EXTRACT PROVIDED -
If $a$, $b$, $c$ are in arithmetic progression, prove that $$\cos A \cot\frac{A}{2} \qquad \cos B \cot \frac{B}{2} \qquad \cos C \cot\frac{C}{2}$$ are in arithmetic progression, too.
Here, $a$, $b$, $c$ represent the sides of a triangle and $A$, $B$, $C$ are the opposite angles of the triangle.
For better clarity, I'm adding another proof that $\displaystyle\cot\frac A2,\cot\frac B2,\cot\frac C2$ are also in AP if $a,b,c$ are so.
We have $\displaystyle0<C<\pi\iff 0<\frac C2<\frac\pi2\implies\cot\frac C2>0$
So, $\displaystyle\cot\frac C2=\frac1{\tan\frac C2}=+\sqrt{\frac{1+\cos A}{1-\cos A}}$
Using Law of Cosines and on simplification, $\displaystyle\cot\frac C2=+\sqrt{\frac{s(s-c)}{(s-b)(s-a)}}$ where $2s=a+b+c$
$\displaystyle\cot\frac A2,\cot\frac B2,\cot\frac C2$ will be in AP
$\displaystyle\iff\sqrt{\frac{s(s-c)}{(s-b)(s-a)}}+\sqrt{\frac{s(s-a)}{(s-b)(s-c)}}=\sqrt{\frac{s(s-b)}{(s-c)(s-a)}}$
$\displaystyle\iff s-a+s-c=2(s-b)\iff a+c=2b$
$$\cos B\cot\frac B2=\left(1-2\sin^2\frac B2\right)\cot\frac B2=\cot\frac B2-\sin A$$
Clearly using Law of Sines, $\sin A,\sin B,\sin C$ are in AP
So, it is sufficient to show that $\displaystyle\cot\frac A2,\cot\frac B2,\cot\frac C2$ are also in AP
We have $$a+c=2b\iff \sin A+\sin C=2\sin B$$
Now using Prosthaphaeresis Formula, $$2\sin\frac{A+C}2\cos\frac{A-C}2=2(2\sin\frac B2\cos\frac B2)$$
$$\iff\cos\frac{A-C}2=2\sin\frac B2\ \ \ \ (1)$$
Again, $\displaystyle\cot\frac A2+\cot\frac C2=2\cot\frac B2$
$$\iff\frac{\sin\frac{A+C}2}{\cos\frac A2\cos\frac C2}=2\frac{\cos\frac B2}{\sin\frac B2}$$
$$\iff\sin\frac B2=2\cos\frac A2\cos\frac C2=\cos\frac{A-C}2-\cos\frac{A+C}2$$
$$\iff\sin\frac B2=\cos\frac{A-C}2-\sin\frac B2$$ which is same as $(1)$

INFORMATION PROVIDED -
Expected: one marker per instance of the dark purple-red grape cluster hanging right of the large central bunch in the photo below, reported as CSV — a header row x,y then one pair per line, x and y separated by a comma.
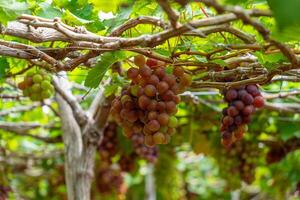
x,y
242,102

TASK INSTRUCTIONS -
a – In the triangle proof above, explain why the positive square root is taken when writing $\cot\frac C2$.
b – In the triangle proof above, which formula turns $\sin A+\sin C=2\sin B$ into a product form?

OUTPUTS IN ORDER -
a – Because $C$ is an angle of a triangle, $0<C<\pi$, so $0<\frac C2<\frac\pi2$. That makes $\cot\frac C2>0$, so only the positive root applies.

b – The Prosthaphaeresis Formula.